━━ Document excerpt ━━
# Their kennel club name



## aldra (Jul 2, 2009)

so

When they are not rolling in mud ( or worse)

Not causing complete havoc 

What is their formal name?

I'll start

Rock Von Gold Midnight Ebony

Alias Shadow

A picture would be great , unless like me you are useless :lol: 

Aldra


----------



## peejay (May 10, 2005)

Our blue roan Cocker, long since departed..

"Harradland Sierra Blue"

We called her Jessie


Pete


----------



## camallison (Jul 15, 2009)

Our manic chocolate labrador, Maisie ..........

.........

.........

Elizabeth of Greendell.

She is a treasure, but impudent and head strong too. I would certainly not be without her. Of all the labs we have had over the years, she is by far the one I feel most attached to.

Colin


----------



## 747 (Oct 2, 2009)

Rowangarth Northern Angel -Whippet
Klondike Dash of Gold -Whippet
Maingate Red Admiral - Whippet (our affix)
Eastonite Estelle - Pug
Maingate Chilli Pepper - Pug


----------



## Stanner (Aug 17, 2006)

The one on the left is the late "Harvlin Sunset" or Gus.

The one on the right is the late "My Boy Vee" or Duke.

They were my daughter's - both had to be put down last year within 7 weeks of each other due to totally unrelated and untreatable ailments.


----------



## aldra (Jul 2, 2009)

How heartbreaking Stanner, they are beautiful

Aldra


----------



## fantails (Oct 24, 2013)

Sibford Ebony Boy aka "Stanley"
Black Labrador who is the biggest dope going
See profile pic


----------



## Remus (Feb 10, 2011)

"Owl" we call him Henry. He's a rescue dog, a mongrel (quarter Whippet, quarter Collie, half Border Collie - we had his DNA done). The Dogs Trust have to name so many dogs that they use lists of names. Bird names were being used when Henry was found. There was also a "Falcon" in the kennels when we got Henry. I often wonder if other animal charities do the same. Does the RSPB do it? 

Do they have birds called "Fido" or Rover"? 

You have to wonder don't you?


----------



## fantails (Oct 24, 2013)

as well as Stanley sibford ebony boy in the pic we have a mad jack russell (no pedigree of course) and 2 "adopted" dogs from the dog trust, Billy and Scruff - so bird names were obviously out then!


----------



## camallison (Jul 15, 2009)
━━━
Required actions
• a. Answer these questions from the dog-names thread:
(i) What is the formal name of the blue roan Cocker called Jessie?
(ii) Which dog in 747's list is marked "(our affix)"?
(iii) What name does Henry the rescue dog carry from the Dogs Trust?
• b. From the dog-names thread, extract everything from "She is a treasure, but" down to "(Oct 2, 2009)".
Answer using only the dog-names thread.
━━ Material supplied ━━
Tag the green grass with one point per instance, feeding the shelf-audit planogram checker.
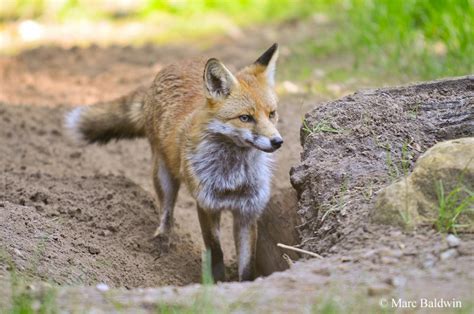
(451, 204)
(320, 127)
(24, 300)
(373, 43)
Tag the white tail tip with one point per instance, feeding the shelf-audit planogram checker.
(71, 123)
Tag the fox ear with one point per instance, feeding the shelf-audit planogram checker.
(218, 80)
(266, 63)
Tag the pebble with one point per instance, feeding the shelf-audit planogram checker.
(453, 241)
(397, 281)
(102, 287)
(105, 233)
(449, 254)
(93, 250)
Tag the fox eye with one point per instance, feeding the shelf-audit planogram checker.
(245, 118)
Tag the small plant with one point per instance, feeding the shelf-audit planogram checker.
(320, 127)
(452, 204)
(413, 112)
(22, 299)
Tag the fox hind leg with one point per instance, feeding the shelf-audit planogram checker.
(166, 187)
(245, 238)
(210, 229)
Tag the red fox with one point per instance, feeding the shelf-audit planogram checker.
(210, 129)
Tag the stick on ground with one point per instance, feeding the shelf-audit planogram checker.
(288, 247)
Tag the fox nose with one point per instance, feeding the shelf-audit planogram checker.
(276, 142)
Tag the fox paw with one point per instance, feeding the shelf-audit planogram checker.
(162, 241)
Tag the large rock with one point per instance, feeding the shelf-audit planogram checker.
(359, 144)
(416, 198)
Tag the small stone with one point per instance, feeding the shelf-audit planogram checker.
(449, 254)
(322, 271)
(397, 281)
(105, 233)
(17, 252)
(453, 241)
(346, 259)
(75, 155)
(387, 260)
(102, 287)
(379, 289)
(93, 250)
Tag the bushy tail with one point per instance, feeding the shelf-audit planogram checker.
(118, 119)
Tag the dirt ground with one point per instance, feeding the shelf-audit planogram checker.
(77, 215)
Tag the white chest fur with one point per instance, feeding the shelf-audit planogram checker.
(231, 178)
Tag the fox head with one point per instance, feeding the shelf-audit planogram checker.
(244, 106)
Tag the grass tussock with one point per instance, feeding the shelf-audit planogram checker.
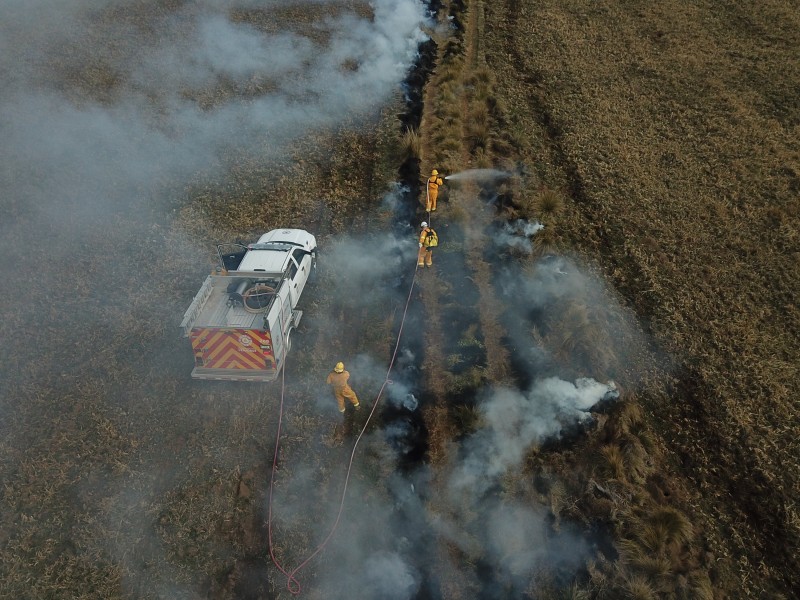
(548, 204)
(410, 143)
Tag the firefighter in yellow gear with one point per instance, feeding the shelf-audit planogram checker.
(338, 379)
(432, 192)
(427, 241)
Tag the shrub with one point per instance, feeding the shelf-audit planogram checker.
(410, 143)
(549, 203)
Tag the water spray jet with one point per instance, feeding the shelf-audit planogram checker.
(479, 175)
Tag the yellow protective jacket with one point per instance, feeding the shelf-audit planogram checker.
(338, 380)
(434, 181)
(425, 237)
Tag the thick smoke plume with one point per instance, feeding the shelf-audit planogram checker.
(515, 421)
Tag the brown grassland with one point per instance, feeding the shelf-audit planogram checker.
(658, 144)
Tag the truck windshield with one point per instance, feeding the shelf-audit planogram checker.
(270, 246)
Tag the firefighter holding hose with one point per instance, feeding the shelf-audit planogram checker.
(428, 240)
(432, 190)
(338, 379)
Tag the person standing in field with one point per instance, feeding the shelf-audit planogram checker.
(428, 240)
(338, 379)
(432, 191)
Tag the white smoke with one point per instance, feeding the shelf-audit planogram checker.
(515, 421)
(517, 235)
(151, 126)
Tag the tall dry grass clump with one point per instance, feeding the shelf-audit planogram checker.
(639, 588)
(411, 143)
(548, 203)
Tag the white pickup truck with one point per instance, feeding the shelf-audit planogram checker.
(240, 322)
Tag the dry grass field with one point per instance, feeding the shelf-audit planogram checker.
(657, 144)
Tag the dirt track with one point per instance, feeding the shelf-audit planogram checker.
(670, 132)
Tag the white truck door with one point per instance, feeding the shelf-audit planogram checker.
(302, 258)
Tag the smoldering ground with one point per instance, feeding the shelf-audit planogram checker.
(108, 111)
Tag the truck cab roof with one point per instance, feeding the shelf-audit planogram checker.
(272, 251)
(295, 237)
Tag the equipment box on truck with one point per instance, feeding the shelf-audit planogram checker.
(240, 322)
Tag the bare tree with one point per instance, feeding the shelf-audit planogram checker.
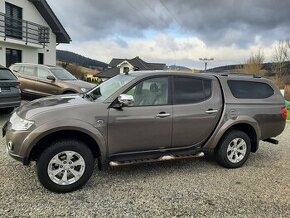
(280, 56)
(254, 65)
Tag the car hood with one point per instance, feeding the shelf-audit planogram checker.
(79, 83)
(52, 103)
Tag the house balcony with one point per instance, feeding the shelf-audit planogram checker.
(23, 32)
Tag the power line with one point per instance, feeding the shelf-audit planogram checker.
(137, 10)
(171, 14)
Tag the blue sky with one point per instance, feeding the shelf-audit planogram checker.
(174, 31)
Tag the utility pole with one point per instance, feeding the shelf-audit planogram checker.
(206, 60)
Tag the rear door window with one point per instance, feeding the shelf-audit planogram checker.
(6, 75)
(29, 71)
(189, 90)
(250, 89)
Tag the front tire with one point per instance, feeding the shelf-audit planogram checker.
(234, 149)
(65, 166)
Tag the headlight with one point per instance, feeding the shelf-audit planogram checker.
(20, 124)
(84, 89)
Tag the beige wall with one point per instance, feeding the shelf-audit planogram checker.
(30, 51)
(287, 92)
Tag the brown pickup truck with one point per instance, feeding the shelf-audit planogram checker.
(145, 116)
━━━
Answers by item number
• a.
(i) "Harradland Sierra Blue"
(ii) Maingate Red Admiral, a Whippet
(iii) "Owl"

• b.
She is a treasure, but impudent and head strong too. I would certainly not be without her. Of all the labs we have had over the years, she is by far the one I feel most attached to.

Colin


----------



## 747 (Oct 2, 2009)